(What is asked):
Copy the Kansas income tax filing requirements text from "KANSAS RESIDENTS. A" up to and including "and exemption allowance.".

KANSAS RESIDENTS. A Kansas resident for income tax purposes is anyone who lives in Kansas, regardless of where they are employed. An individual who is away from Kansas for a period of time and has intentions of returning to Kansas is a resident. If you were a Kansas resident for the entire year, you must file a Kansas individual income tax return if: 1) you are required to file a federal income tax return; or, 2) your Kansas adjusted gross income is more than the total of your Kansas standard deduction and exemption allowance.
MINOR DEPENDENTS. A minor child claimed on another person’s return can claim a standard deduction of $500 or the amount of their earned income (wages) up to $3,000, whichever is greater. Unearned income (such as interest and dividends) over $500 is taxable to Kansas and a Kansas return must be filed. If the taxable income (line 7, Form K-40) is zero, a return is not required. However, you must file a Kansas individual income tax return to receive any refund of taxes withheld, regardless of the amount of total income.
NONRESIDENTS. If you are not a resident of Kansas but received income from Kansas sources, you must file a Kansas return regardless of the amount of income received from Kansas sources (see Kansas Source Income as provided in Schedule S Part B Instructions). If your employer withheld Kansas taxes from your wages in error, you must also file a Kansas return in order to receive a refund, even though you had no income from Kansas sources. A letter from your employer on company letterhead and signed by an authorized company official explaining the error must accompany your return. The letter must state the amount of wages and withholding applicable to Kansas
PART-YEAR RESIDENTS. You are considered a part-year resident of Kansas if you were a Kansas resident for less than 12 months during the tax year. As a part-year resident, you must include the dates that you were a resident in Kansas on Form K-40 and complete Part B of Schedule S.

[Stored items]
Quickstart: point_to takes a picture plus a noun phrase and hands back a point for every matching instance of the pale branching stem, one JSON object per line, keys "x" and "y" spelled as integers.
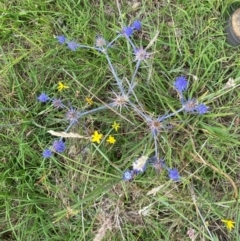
{"x": 103, "y": 107}
{"x": 172, "y": 114}
{"x": 131, "y": 42}
{"x": 136, "y": 109}
{"x": 133, "y": 77}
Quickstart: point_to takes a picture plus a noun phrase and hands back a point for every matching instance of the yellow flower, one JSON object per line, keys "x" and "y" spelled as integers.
{"x": 96, "y": 137}
{"x": 111, "y": 140}
{"x": 61, "y": 86}
{"x": 115, "y": 126}
{"x": 89, "y": 100}
{"x": 229, "y": 224}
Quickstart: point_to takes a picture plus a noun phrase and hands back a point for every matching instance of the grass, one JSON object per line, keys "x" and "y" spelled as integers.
{"x": 78, "y": 195}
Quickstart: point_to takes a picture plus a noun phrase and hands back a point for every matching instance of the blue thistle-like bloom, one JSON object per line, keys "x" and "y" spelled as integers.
{"x": 59, "y": 146}
{"x": 137, "y": 25}
{"x": 72, "y": 45}
{"x": 173, "y": 174}
{"x": 127, "y": 31}
{"x": 180, "y": 84}
{"x": 201, "y": 109}
{"x": 128, "y": 175}
{"x": 47, "y": 153}
{"x": 43, "y": 97}
{"x": 61, "y": 39}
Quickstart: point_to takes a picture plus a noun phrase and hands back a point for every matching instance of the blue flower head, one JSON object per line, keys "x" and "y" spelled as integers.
{"x": 128, "y": 175}
{"x": 59, "y": 146}
{"x": 173, "y": 174}
{"x": 47, "y": 153}
{"x": 43, "y": 98}
{"x": 61, "y": 39}
{"x": 73, "y": 45}
{"x": 127, "y": 31}
{"x": 136, "y": 25}
{"x": 180, "y": 84}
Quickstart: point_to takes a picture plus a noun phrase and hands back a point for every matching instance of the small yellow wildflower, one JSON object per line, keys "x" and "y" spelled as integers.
{"x": 96, "y": 137}
{"x": 111, "y": 140}
{"x": 229, "y": 224}
{"x": 61, "y": 86}
{"x": 115, "y": 126}
{"x": 89, "y": 100}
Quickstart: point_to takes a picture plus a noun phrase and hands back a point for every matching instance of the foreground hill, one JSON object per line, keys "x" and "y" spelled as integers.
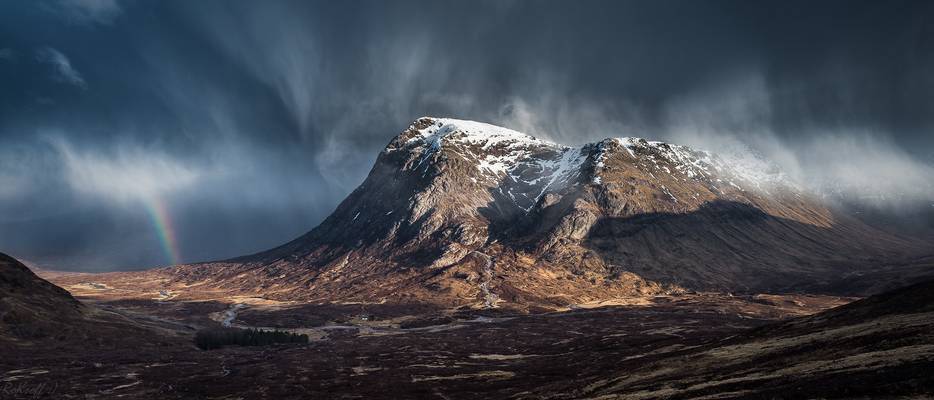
{"x": 37, "y": 316}
{"x": 882, "y": 346}
{"x": 460, "y": 213}
{"x": 31, "y": 307}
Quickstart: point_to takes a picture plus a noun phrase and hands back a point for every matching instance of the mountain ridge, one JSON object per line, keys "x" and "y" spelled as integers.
{"x": 460, "y": 212}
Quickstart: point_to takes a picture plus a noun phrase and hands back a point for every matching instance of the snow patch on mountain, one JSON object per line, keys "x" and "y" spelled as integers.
{"x": 504, "y": 154}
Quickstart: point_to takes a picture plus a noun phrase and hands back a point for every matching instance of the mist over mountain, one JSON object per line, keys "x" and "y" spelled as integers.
{"x": 113, "y": 110}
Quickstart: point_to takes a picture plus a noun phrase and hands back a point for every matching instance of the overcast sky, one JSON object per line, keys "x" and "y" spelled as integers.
{"x": 243, "y": 123}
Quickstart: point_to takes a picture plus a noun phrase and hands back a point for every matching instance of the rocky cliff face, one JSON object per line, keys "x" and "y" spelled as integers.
{"x": 464, "y": 213}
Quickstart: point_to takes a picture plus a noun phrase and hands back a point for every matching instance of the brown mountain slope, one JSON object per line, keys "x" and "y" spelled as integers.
{"x": 464, "y": 213}
{"x": 879, "y": 347}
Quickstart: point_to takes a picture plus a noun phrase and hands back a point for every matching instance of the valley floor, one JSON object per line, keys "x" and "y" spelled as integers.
{"x": 382, "y": 351}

(Solution to this task):
KANSAS RESIDENTS. A Kansas resident for income tax purposes is anyone who lives in Kansas, regardless of where they are employed. An individual who is away from Kansas for a period of time and has intentions of returning to Kansas is a resident. If you were a Kansas resident for the entire year, you must file a Kansas individual income tax return if: 1) you are required to file a federal income tax return; or, 2) your Kansas adjusted gross income is more than the total of your Kansas standard deduction and exemption allowance.